## Set exercise
Print, exactly and completely, every entry in the data.

## Entries shown
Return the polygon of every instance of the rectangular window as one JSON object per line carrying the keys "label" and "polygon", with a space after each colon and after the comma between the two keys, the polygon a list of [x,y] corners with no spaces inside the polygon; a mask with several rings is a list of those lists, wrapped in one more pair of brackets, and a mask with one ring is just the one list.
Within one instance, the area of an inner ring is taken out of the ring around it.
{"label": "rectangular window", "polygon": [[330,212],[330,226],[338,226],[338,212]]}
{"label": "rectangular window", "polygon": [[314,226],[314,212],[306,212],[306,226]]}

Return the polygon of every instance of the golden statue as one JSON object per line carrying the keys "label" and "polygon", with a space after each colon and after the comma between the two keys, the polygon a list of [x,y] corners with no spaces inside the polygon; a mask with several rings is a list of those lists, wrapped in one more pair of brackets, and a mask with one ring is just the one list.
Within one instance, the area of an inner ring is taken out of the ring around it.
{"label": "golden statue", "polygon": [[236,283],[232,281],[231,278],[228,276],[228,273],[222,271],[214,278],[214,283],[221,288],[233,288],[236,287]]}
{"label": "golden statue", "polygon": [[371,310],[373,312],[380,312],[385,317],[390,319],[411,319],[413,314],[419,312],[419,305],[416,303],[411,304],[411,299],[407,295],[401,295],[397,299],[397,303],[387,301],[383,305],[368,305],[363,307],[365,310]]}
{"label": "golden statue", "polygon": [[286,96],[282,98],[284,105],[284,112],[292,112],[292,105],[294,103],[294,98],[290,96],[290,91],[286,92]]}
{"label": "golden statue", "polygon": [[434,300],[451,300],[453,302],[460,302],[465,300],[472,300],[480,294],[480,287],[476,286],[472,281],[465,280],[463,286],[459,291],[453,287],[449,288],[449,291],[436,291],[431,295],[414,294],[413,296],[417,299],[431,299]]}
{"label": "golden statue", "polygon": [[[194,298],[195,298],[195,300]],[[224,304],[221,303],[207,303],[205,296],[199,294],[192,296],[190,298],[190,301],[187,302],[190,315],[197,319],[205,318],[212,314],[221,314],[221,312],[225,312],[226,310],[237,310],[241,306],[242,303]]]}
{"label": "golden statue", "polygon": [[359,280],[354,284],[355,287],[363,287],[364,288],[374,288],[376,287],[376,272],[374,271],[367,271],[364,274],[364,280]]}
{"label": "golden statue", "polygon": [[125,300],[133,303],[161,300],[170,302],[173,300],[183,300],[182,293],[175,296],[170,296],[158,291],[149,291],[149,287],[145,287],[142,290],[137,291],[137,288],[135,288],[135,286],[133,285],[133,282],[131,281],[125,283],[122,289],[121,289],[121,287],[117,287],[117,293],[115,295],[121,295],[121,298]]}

## Exercise solution
Return the polygon of every instance of the rectangular window as one JSON object per line carrying the keys "label" and "polygon", with a space after each colon and after the comma between the two keys, the polygon a list of [x,y] corners with no spaces inside the polygon; a mask with several rings is a list of those lists, wrapped in one more pair of brackets, and a mask with one ring is just the one list.
Within one instance, the area of an inner ring is taken out of the ring around it.
{"label": "rectangular window", "polygon": [[330,212],[330,226],[338,226],[338,212]]}
{"label": "rectangular window", "polygon": [[314,226],[314,212],[306,212],[306,226]]}

Return the polygon of every instance of the golden statue as one JSON object per line carrying the keys "label" and "polygon", with a space after each colon and after the comma between the two keys, the polygon a list of [x,y] corners with no spaces inside the polygon; a mask with several rings is a list of those lists, wrapped in one more pair of brackets, and a mask with one ring is just the one list.
Within one instance, the area of an inner ring is taken out of the ring around it.
{"label": "golden statue", "polygon": [[236,283],[232,281],[231,278],[228,276],[228,273],[222,271],[214,278],[214,283],[221,288],[233,288],[236,287]]}
{"label": "golden statue", "polygon": [[371,310],[373,312],[380,312],[385,317],[390,319],[411,319],[413,314],[419,312],[419,305],[416,303],[411,304],[411,299],[407,295],[401,295],[397,299],[397,303],[387,301],[383,305],[368,305],[363,307],[365,310]]}
{"label": "golden statue", "polygon": [[286,96],[282,98],[284,105],[284,112],[292,112],[292,105],[294,103],[294,98],[290,96],[290,91],[286,92]]}
{"label": "golden statue", "polygon": [[434,300],[451,300],[453,302],[460,302],[465,300],[472,300],[480,294],[480,287],[476,286],[472,281],[465,280],[463,286],[459,291],[453,287],[449,288],[449,291],[436,291],[431,295],[414,294],[413,296],[417,299],[431,299]]}
{"label": "golden statue", "polygon": [[[194,298],[195,298],[195,300]],[[224,304],[221,303],[207,303],[205,296],[199,294],[192,296],[190,298],[190,301],[187,302],[190,315],[197,319],[205,318],[212,314],[221,314],[221,312],[225,312],[226,310],[237,310],[241,306],[242,303]]]}
{"label": "golden statue", "polygon": [[359,280],[354,284],[355,287],[363,287],[364,288],[374,288],[376,287],[376,272],[374,271],[367,271],[364,274],[364,280]]}
{"label": "golden statue", "polygon": [[125,300],[133,303],[161,300],[170,302],[173,300],[183,300],[182,293],[175,296],[170,296],[158,291],[149,291],[149,287],[145,287],[142,290],[137,291],[137,288],[135,288],[135,286],[133,285],[133,282],[131,281],[125,283],[122,289],[121,289],[121,287],[117,287],[117,293],[115,295],[121,295],[121,298]]}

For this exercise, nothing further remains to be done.